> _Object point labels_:

____________

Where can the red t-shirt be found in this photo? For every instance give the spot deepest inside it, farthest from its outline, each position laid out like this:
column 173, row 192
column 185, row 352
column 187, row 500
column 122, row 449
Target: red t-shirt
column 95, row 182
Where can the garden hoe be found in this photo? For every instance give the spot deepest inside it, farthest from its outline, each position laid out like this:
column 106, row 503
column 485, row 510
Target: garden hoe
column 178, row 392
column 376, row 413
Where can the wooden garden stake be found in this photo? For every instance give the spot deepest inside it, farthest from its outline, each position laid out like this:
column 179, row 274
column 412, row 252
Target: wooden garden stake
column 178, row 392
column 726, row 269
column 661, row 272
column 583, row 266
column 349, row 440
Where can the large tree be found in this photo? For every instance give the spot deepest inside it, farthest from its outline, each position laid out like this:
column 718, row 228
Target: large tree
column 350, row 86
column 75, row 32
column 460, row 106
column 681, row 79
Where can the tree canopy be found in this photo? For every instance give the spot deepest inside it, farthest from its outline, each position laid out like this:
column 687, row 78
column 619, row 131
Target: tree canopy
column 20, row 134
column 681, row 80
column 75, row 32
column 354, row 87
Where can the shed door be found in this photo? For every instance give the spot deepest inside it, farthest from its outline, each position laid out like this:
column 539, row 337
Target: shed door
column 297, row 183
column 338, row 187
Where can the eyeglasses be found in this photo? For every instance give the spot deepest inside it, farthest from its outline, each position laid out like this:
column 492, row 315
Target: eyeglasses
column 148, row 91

____________

> _To do_:
Copy every item above line for line, changing nothing.

> _Output below_:
Where can the red t-shirt be found in this photo? For every instance give the spot deepest inside it, farthest from its outline, each position laid out like this:
column 173, row 192
column 185, row 352
column 187, row 500
column 122, row 449
Target: red t-shirt
column 95, row 182
Where can the garden hoe be found in this photo? For every instance give the spot deepest inside it, farthest from its outline, each position laid out like this:
column 106, row 503
column 485, row 510
Target: garden hoe
column 178, row 392
column 376, row 413
Where can the wooden garden stake be found in this photo? For every instance give the spot deepest inside it, farthest from its outline, each position laid out like this:
column 179, row 274
column 412, row 252
Target: wooden garden stake
column 178, row 392
column 726, row 269
column 661, row 272
column 583, row 266
column 349, row 440
Where can the large tree be found in this photo? For every instance give the spot deepest inside it, farthest from its outline, each position laid out like this:
column 718, row 228
Target: large tree
column 350, row 86
column 75, row 32
column 460, row 106
column 681, row 79
Where can the tree canopy be found in this photo? For every instance give the spot deepest inside it, farthest from its outline, each position laid out like this:
column 687, row 78
column 619, row 131
Target: tree canopy
column 20, row 134
column 681, row 80
column 75, row 32
column 354, row 87
Where can the shed door be found in this photo? For every instance give the spot deepest inside it, farthest from its outline, each position laid out like this:
column 539, row 337
Target: shed door
column 297, row 183
column 338, row 187
Where can the eyeglasses be found in this photo? For every instance give the spot deepest inside it, farthest from its outline, each position laid out like this:
column 492, row 315
Target: eyeglasses
column 148, row 91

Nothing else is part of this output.